Begin Extracted entries

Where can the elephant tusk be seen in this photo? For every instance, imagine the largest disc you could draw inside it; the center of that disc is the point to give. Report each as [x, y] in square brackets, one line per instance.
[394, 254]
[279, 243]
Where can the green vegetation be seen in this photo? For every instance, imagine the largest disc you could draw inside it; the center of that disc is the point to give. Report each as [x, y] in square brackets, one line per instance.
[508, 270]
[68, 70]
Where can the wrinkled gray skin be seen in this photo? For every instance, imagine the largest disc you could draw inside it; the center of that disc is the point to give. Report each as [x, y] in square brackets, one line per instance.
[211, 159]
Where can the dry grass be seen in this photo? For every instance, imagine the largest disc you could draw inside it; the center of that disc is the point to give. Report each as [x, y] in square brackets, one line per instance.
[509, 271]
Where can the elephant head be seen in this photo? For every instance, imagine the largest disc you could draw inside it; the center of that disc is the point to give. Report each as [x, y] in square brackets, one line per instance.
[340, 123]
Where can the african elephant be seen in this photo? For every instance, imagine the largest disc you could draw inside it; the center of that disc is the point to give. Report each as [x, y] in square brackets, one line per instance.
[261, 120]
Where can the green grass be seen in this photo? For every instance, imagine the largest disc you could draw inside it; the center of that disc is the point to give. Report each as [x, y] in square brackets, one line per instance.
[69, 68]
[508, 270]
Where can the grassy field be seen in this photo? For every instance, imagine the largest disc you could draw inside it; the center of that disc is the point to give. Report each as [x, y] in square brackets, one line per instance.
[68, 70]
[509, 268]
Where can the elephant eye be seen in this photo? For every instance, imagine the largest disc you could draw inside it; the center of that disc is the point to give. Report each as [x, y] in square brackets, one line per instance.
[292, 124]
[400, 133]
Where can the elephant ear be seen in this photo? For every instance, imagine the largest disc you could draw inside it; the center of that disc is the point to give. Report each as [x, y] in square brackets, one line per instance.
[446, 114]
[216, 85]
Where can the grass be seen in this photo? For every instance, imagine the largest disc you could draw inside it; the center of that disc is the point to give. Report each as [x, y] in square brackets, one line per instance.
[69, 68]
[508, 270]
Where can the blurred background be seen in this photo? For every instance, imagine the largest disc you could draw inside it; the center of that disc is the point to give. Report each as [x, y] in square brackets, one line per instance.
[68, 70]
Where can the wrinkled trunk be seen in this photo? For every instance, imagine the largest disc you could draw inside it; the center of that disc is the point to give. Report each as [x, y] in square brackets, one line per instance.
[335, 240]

End Extracted entries

■ What to work on: Repeat each record exactly. Omit nothing.

■ Exercise answer:
Where can the elephant tusk be seen in this photo? For every instance, imagine the largest disc you could draw inside it; the center of that disc is the point to give. Report each as [x, y] in square brackets, one line per instance.
[394, 254]
[279, 243]
Where can the green vegetation be seen in this photo? For every instance, imagine the largest disc you could draw inside it; the center of that disc is the point to give. Report each as [x, y] in square brackets, one line per instance.
[508, 270]
[68, 70]
Where can the wrinkled gray skin be seen in this photo? For every instance, imagine the largest disc you could draw inside it; the center of that disc is the point to give. Report each as [x, y] in square brackets, one line per instance.
[211, 159]
Where can the dry grass be seen in this photo? For every instance, imagine the largest disc you could draw inside it; the center of that disc is the point to give. Report each as [x, y] in square brackets, one line per instance.
[509, 271]
Where can the elephant head be seen in this photo? For every instance, imagine the largest disc you could draw inside it; the center of that disc is the point to give. Report each as [x, y] in square brackets, one line per instance.
[340, 123]
Where can the african elephant be seen in this photo? For every instance, imagine the largest disc you could draw inside it; the center of that disc is the point to give. Report each as [x, y] in square brackets, one line per instance.
[261, 120]
Where can the green grass be seen in this photo? For every instance, imagine the largest disc you could draw inside it; the center of that disc is the point to give. Report each as [x, y] in square brackets, one line per instance.
[69, 68]
[508, 270]
Where can the grassy field be seen in this photo? For every instance, imagine the largest disc you could draw inside it; the center of that disc is the point to give. Report each as [x, y] in square brackets, one line per instance.
[68, 70]
[509, 268]
Where can the elephant eye be seen in this photo? For every instance, imagine the largest disc you could draw inside it; the center of that disc is the point to give. Report each as [x, y] in square brackets, one line per instance.
[292, 124]
[400, 133]
Where can the elephant ear be seen in this photo? For every instance, imagine the largest disc you could draw inside it; the center of that disc is the point to give. Report each as [x, y] in square brackets, one line per instance.
[446, 114]
[216, 85]
Where can the grass be seen in this photo? For every instance, imagine the largest disc you could draw inside it; the center of that disc is the point to give. Report each as [x, y] in square brackets, one line per instance.
[69, 68]
[508, 270]
Where can the blurred background be seen in this photo? For every instance, imagine the largest disc you could draw inside it; the center of that disc is the point to give. Report each as [x, y] in square brackets, one line per instance.
[68, 70]
Where can the wrinkled trunk be seen in this photo? For every instance, imagine the largest disc you could draw inside it; the center of that disc is the point to give. Report each as [x, y] in square brackets, one line per instance.
[335, 240]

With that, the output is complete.